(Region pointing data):
"""
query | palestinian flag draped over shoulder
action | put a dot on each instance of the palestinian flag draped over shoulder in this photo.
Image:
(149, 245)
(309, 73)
"""
(Task to carry out): Retype, exactly as written, each line from the one that has "action | put" to the bottom of the entries above, and include both of those lines.

(Result for this task):
action | put a dot on each instance of the palestinian flag draped over shoulder in this photo.
Image:
(149, 245)
(309, 73)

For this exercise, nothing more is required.